▸ **What you are asked to do**
What is needed is a word-for-word copy of every record below, minus the pictures.

=== Begin Enclosure ===

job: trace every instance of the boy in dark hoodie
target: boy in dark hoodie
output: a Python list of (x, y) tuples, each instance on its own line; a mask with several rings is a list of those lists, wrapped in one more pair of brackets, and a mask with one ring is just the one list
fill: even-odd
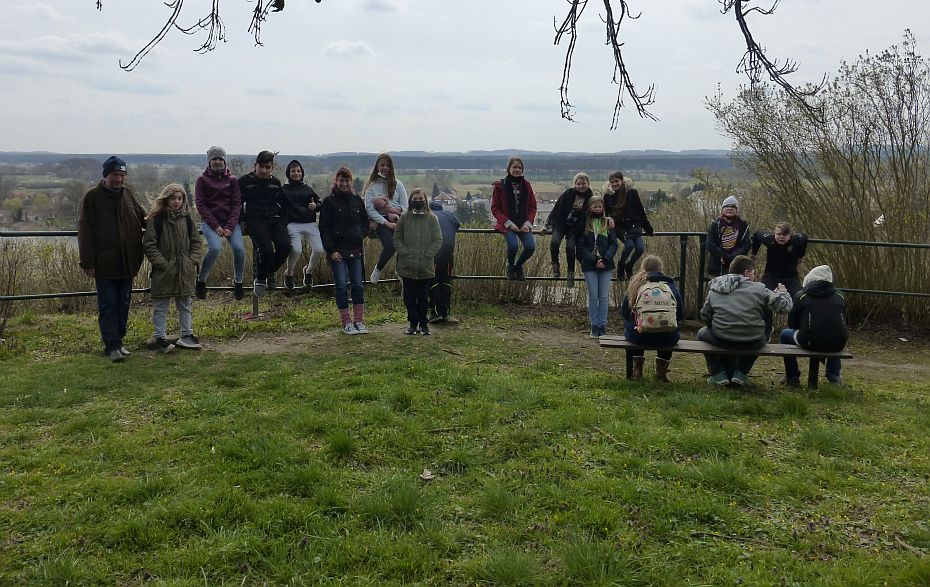
[(793, 298), (801, 290), (798, 265), (807, 253), (807, 235), (803, 232), (791, 234), (791, 226), (787, 222), (779, 222), (771, 232), (759, 230), (752, 235), (750, 256), (753, 260), (762, 247), (766, 249), (762, 284), (775, 289), (776, 285), (784, 283)]
[(255, 157), (254, 169), (239, 178), (242, 218), (252, 239), (255, 264), (252, 293), (259, 297), (266, 289), (274, 288), (275, 272), (291, 253), (284, 218), (284, 191), (278, 178), (271, 174), (274, 156), (271, 151), (262, 151)]
[(452, 302), (452, 267), (455, 262), (455, 233), (461, 224), (452, 212), (446, 212), (439, 202), (430, 202), (429, 209), (439, 219), (442, 246), (434, 257), (436, 276), (429, 286), (429, 323), (455, 322), (449, 316)]
[(313, 186), (304, 181), (304, 167), (294, 159), (284, 170), (287, 183), (284, 190), (284, 217), (287, 219), (287, 234), (291, 239), (291, 254), (287, 257), (284, 271), (284, 287), (294, 289), (294, 268), (303, 249), (303, 237), (310, 240), (310, 262), (303, 270), (304, 287), (313, 285), (313, 269), (323, 257), (323, 241), (320, 240), (320, 226), (317, 214), (322, 200)]
[(720, 205), (720, 217), (707, 228), (707, 274), (726, 275), (738, 255), (749, 253), (749, 224), (740, 218), (739, 200), (729, 196)]
[[(766, 289), (755, 278), (755, 262), (739, 255), (730, 264), (727, 275), (710, 280), (710, 291), (701, 308), (701, 318), (707, 324), (698, 330), (698, 340), (715, 346), (755, 349), (769, 340), (771, 315), (791, 309), (791, 296), (778, 284)], [(704, 355), (711, 385), (745, 385), (755, 356)]]
[[(781, 331), (784, 344), (795, 344), (815, 351), (837, 352), (846, 347), (846, 299), (833, 287), (833, 271), (829, 265), (811, 269), (804, 277), (804, 288), (794, 296), (788, 314), (788, 328)], [(827, 380), (842, 384), (839, 359), (827, 359)], [(801, 370), (798, 360), (785, 357), (785, 385), (799, 387)]]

=== End Enclosure ===

▸ **Answer to the exercise**
job: trace every instance of the boy in dark hoodie
target: boy in dark hoodie
output: a Python list of (x, y) tuples, each instance on its own line; a mask with several rings is a list of those lists, wrapped in one more pair of brackets, and a mask with one ring is just the one list
fill: even-odd
[(793, 298), (801, 290), (798, 265), (807, 253), (807, 235), (803, 232), (791, 234), (791, 226), (787, 222), (779, 222), (771, 232), (759, 230), (752, 235), (750, 256), (753, 260), (762, 247), (766, 249), (762, 284), (775, 289), (776, 285), (784, 283)]
[(255, 157), (254, 169), (239, 178), (242, 218), (252, 239), (255, 264), (252, 293), (259, 297), (266, 289), (274, 288), (275, 272), (291, 253), (284, 218), (284, 191), (278, 178), (271, 174), (274, 156), (271, 151), (262, 151)]
[(452, 302), (452, 267), (455, 262), (455, 233), (461, 224), (452, 212), (446, 212), (439, 202), (430, 202), (429, 209), (439, 219), (442, 246), (434, 257), (436, 276), (429, 286), (429, 323), (455, 322), (449, 316)]
[(313, 186), (304, 181), (304, 167), (294, 159), (284, 170), (287, 183), (284, 190), (284, 217), (287, 219), (287, 234), (291, 239), (291, 254), (287, 257), (284, 271), (284, 287), (294, 289), (294, 268), (303, 249), (303, 237), (310, 240), (310, 262), (303, 270), (304, 287), (313, 285), (313, 269), (323, 257), (323, 241), (320, 240), (320, 226), (317, 214), (322, 200)]
[(720, 205), (720, 217), (707, 228), (707, 274), (726, 275), (738, 255), (749, 253), (749, 224), (740, 218), (739, 200), (729, 196)]
[[(766, 289), (755, 278), (755, 262), (739, 255), (730, 264), (727, 275), (710, 280), (710, 291), (701, 308), (701, 318), (707, 324), (698, 330), (698, 340), (715, 346), (755, 349), (769, 340), (771, 315), (791, 309), (791, 296), (778, 284)], [(704, 355), (711, 385), (745, 385), (755, 356)]]
[[(781, 331), (784, 344), (795, 344), (815, 351), (837, 352), (846, 347), (846, 299), (833, 287), (833, 271), (829, 265), (811, 269), (804, 277), (804, 288), (794, 296), (788, 314), (788, 328)], [(827, 380), (842, 384), (839, 359), (827, 359)], [(801, 370), (798, 360), (785, 357), (785, 385), (799, 387)]]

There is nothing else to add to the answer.